**Available records:**
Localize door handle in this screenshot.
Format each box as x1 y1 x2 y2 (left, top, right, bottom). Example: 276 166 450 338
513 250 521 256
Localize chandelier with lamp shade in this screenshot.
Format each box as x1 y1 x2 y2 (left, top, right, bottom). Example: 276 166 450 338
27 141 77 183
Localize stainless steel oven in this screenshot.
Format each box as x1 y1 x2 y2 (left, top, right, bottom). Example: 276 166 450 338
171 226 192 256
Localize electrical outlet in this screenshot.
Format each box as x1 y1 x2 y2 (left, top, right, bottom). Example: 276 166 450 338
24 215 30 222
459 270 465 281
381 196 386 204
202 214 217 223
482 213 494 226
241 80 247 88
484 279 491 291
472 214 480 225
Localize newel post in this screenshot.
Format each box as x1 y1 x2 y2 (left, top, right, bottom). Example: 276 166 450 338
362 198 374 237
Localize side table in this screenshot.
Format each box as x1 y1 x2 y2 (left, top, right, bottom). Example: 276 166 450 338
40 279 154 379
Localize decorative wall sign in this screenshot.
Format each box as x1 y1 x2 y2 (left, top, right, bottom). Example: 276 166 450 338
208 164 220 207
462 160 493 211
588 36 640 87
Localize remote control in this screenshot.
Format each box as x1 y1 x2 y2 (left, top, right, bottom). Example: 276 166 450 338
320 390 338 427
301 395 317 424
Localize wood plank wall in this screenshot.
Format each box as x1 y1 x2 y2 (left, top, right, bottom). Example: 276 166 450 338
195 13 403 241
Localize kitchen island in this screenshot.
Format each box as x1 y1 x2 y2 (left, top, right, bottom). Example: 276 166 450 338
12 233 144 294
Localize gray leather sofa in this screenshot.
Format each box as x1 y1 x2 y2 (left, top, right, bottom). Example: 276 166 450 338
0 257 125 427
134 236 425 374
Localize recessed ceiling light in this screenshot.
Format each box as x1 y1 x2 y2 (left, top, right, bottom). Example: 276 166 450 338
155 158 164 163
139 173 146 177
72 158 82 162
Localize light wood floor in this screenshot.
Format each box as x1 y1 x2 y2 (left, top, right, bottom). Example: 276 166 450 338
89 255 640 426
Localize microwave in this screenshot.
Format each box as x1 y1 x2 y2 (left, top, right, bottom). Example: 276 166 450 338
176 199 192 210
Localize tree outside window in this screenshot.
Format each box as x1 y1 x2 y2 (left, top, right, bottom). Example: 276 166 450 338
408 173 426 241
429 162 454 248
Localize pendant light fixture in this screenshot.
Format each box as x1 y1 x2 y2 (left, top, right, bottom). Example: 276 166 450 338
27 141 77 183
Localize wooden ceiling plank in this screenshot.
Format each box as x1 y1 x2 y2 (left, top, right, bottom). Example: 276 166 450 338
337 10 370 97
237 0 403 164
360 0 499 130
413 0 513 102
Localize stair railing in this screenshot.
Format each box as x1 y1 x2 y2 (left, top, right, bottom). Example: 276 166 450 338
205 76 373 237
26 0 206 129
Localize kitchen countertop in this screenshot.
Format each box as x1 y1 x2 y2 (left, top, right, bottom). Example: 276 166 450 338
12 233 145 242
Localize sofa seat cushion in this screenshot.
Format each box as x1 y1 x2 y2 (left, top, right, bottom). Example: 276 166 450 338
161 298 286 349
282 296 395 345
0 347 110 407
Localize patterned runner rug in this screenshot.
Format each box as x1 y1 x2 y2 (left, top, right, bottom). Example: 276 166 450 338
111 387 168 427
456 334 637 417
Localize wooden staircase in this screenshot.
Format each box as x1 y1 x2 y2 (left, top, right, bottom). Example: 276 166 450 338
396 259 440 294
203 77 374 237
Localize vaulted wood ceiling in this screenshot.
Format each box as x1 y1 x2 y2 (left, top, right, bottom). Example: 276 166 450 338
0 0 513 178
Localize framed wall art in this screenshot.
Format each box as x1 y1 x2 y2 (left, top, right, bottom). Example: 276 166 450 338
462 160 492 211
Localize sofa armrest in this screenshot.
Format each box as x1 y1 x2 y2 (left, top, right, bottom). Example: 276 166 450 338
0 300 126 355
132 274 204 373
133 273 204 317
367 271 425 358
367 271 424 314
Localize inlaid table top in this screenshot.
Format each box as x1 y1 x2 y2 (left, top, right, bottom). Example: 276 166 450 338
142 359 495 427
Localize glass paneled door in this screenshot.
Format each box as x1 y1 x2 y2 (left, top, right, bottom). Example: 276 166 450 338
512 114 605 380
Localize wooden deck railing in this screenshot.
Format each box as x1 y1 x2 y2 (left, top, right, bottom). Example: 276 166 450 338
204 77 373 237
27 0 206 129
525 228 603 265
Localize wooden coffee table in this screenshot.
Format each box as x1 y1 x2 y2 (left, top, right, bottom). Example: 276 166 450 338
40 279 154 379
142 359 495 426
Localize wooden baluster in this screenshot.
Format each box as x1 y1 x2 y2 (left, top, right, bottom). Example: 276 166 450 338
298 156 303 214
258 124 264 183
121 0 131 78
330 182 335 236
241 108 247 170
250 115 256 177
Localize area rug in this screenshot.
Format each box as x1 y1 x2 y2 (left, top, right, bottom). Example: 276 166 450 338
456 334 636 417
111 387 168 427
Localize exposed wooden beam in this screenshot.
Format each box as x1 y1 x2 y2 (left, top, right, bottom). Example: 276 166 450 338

**What is required:** Go through the listing above and write out exactly the lines starting with the one holding "Localize wood plank wall in this screenshot." and running through the one holding "Localize gray leather", ends included, and no others.

**Expected answer:**
Localize wood plank wall in this screenshot.
Format each box as x1 y1 x2 y2 (left, top, right, bottom). Example: 276 166 450 338
195 13 403 241
Localize kitchen island in this screenshot.
Format each box as x1 y1 x2 y2 (left, top, right, bottom). Example: 276 166 450 338
12 233 144 294
Localize gray leather sofa in this screenshot.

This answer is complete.